▶ _PROBLEM REQUIREMENTS_:
What you return should match the listing exactly, minus its images.

▶ _SUPPLIED MATERIAL_:
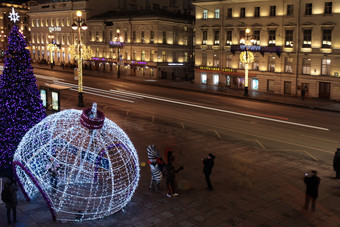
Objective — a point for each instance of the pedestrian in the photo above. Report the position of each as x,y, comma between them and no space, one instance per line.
9,196
312,182
336,163
53,167
170,172
156,164
303,93
208,164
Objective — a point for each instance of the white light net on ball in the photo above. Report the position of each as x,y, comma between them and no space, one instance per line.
98,168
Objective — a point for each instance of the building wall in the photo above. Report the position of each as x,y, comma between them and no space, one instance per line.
298,22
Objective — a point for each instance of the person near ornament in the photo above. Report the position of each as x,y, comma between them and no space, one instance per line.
53,167
156,164
9,197
170,172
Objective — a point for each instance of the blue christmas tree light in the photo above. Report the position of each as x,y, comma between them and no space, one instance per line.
20,104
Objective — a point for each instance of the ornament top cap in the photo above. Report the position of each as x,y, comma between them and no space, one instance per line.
92,118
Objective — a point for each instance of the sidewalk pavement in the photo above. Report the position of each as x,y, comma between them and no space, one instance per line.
313,103
253,187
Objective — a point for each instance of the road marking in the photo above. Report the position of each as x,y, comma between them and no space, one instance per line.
105,96
187,104
227,111
331,141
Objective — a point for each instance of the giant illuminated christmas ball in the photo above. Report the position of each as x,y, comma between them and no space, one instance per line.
97,165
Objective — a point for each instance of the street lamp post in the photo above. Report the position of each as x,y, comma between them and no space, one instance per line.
79,23
118,43
246,57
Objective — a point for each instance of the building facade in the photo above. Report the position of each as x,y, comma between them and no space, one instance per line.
157,44
157,35
293,45
6,25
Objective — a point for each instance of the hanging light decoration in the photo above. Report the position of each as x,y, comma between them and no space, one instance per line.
99,168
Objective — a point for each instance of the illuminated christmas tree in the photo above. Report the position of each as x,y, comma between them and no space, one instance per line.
20,104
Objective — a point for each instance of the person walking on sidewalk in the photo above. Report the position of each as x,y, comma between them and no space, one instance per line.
312,182
336,163
208,164
170,172
9,196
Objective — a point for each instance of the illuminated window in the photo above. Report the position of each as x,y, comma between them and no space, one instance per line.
257,12
270,85
328,7
326,38
272,38
175,38
216,60
256,63
134,36
152,36
256,37
203,78
326,67
216,79
287,87
243,12
143,55
255,84
217,13
164,37
228,61
308,9
204,59
307,38
205,37
185,56
306,66
271,64
242,36
288,65
229,36
272,11
290,10
205,14
142,36
289,38
230,13
216,37
164,56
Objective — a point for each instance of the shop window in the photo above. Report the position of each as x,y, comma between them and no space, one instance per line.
287,87
326,67
270,85
216,79
204,78
255,84
257,12
306,66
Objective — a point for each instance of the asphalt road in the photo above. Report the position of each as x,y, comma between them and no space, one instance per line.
297,132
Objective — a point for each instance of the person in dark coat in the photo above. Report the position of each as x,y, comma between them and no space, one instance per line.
336,163
12,200
312,182
169,173
208,164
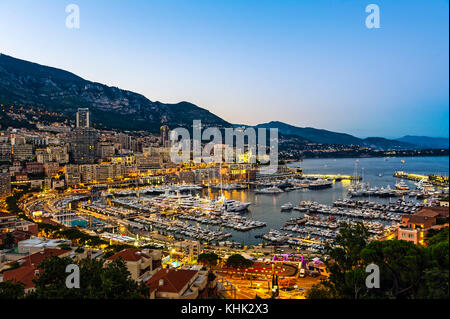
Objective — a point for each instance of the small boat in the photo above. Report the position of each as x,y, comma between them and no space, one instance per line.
401,186
287,206
269,190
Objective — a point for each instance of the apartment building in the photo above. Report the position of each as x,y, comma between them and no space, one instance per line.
141,263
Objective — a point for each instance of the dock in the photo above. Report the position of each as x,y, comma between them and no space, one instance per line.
436,180
333,177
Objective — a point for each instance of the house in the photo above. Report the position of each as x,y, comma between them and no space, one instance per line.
178,284
28,267
415,227
7,221
141,263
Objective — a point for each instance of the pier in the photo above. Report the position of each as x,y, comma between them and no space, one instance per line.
436,180
333,177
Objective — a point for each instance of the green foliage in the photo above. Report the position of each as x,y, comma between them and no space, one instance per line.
319,291
406,270
8,240
98,280
208,259
11,290
238,261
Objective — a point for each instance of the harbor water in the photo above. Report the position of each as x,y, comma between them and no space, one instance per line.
377,172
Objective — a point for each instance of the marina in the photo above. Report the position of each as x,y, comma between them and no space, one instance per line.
281,210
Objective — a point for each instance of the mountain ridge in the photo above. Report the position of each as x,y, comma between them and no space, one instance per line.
28,83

▶ _ANSWER TO THIS PROBLEM_:
Objective — a point for each instance of the pedestrian in the photo above. Report the position of each as x,y, comma between them and no space, one instance per line.
9,196
312,182
336,163
53,167
170,172
156,164
303,93
208,164
Objective — a point for each instance of the white light net on ball in the photo above. Report the position of each as x,y, comma between them and no space, one instance per line.
98,168
Objective — a point for each instance of the building wall in the photo above. Report the position of each as x,y, comma between them and no space, one instance per line.
298,22
Objective — a point for each instance of the person near ornament in the photo above. Report the position of each as x,y, comma between them and no space, one instance per line.
53,167
156,164
9,197
170,172
Objective — a point for each instance of the blue christmas tree light in the photo above. Report the position of each as x,y, comma between them and no space, one instance per line.
20,104
Objective — a point for each instance of the ornament top cap in the photo above. Report the position of each as x,y, comma between them and no space, one instance per line.
92,118
Objective — a point for each instance of the sidewalk pavement in the photo above. Report the position of each as x,y, comma between them and no space, one instance per line.
313,103
253,187
Objective — a point for each instance of the road marking in the photo above. Report the position of each as x,y, comma between them and no space, one instance per line.
105,96
187,104
227,111
331,141
Objective — a point for each instance of the giant illuminated christmas ball in the photo above. Report the position of each as x,y, comma between them and no space, one instance per line.
97,165
Objective — a point for each instance of the street lamp post in the photo above. Report the position of each as x,y, comma between them and no space, one instance per line.
79,23
118,43
246,57
Objective — a point for each instance of the building facade in the photo above. Report the position of each as x,y, comma between them and no space, one instance per line.
157,44
157,35
293,45
6,25
Objective — a point for each instance of the hanging light decoration in the photo above. Report the position of each as x,y, comma between them and no space, one instance per line.
99,168
Objective — a point for each instance of the illuminated christmas tree in the photo above. Report the position of each as x,y, comma between them and no space, one instance per line.
20,104
Objective — a point for each instance of the person walking on sidewalk in the photo above. Report the position of each as x,y, comma between them and no space, one instance per line.
312,182
336,163
208,164
170,172
9,196
Objective — a point for each instance of the illuminated window in the photo above. Report the position of each as x,y, comma between them and no space, one instance per line.
257,12
270,85
328,7
326,38
272,38
175,38
216,60
256,63
134,36
152,36
256,37
203,78
326,67
216,79
287,87
243,12
143,55
255,84
217,13
164,37
228,61
308,9
204,59
307,38
205,37
185,56
306,66
271,64
242,36
288,65
229,36
272,11
290,10
205,14
142,36
289,38
230,13
216,37
164,56
Objective — a point for each instance of the shop window in the photo above. Report the position of each as x,y, comma between them and no space, one instance per line.
287,87
326,67
270,85
216,79
204,78
255,84
257,12
306,66
Objective — a point for each instance of the asphalt road in the photo above. Report the position of each as x,y, comma between them and no space, one instance per line.
297,132
Objective — a point for each instance of the person in dark coat in the photo above. Report the position of each as x,y, comma between them and no space, one instance per line.
336,163
12,200
312,182
169,173
208,164
Objective — a point for each instance of the small boat in the photo above. Report the position of each as x,y, comma between them and no space, one instance per line.
401,186
287,206
269,190
Objective — a point for each instance of the apartment building in the photo above. Report the position of each as x,y, comma between them and no space, one instance per line.
141,263
Objective — a point for each instance of the dock in the photo above. Report the position of each as x,y, comma between them and no space, one instance per line.
436,180
333,177
Objective — a point for each instance of the house in the photo above. Report the position of each as x,y, comma between them and no space, one instance per line.
178,284
28,267
415,227
7,221
141,263
Objective — a point for each instance of the pier in the photo above. Report the position of each as x,y, comma between them and no space, one instance per line.
436,180
333,177
Objective — a point for each instance of the green foliage in the photo above. Report the position of each as x,y, comma between them and no space, one instance per line.
319,291
406,270
8,240
98,280
208,259
11,290
238,261
Objective — a point for each instance of the harbor water in the photo above. Report the position of each as x,y, comma between them and no space, one instance per line.
377,172
Objective — a point for each instance of the marina in the photo above. Report the position of each as x,y, comma between them and no space, one instance per line.
281,210
Objective — a point for each instance of the mountain ridge in the photo above. Report the position of each as x,y, comma between them and no space, one instance per line.
28,83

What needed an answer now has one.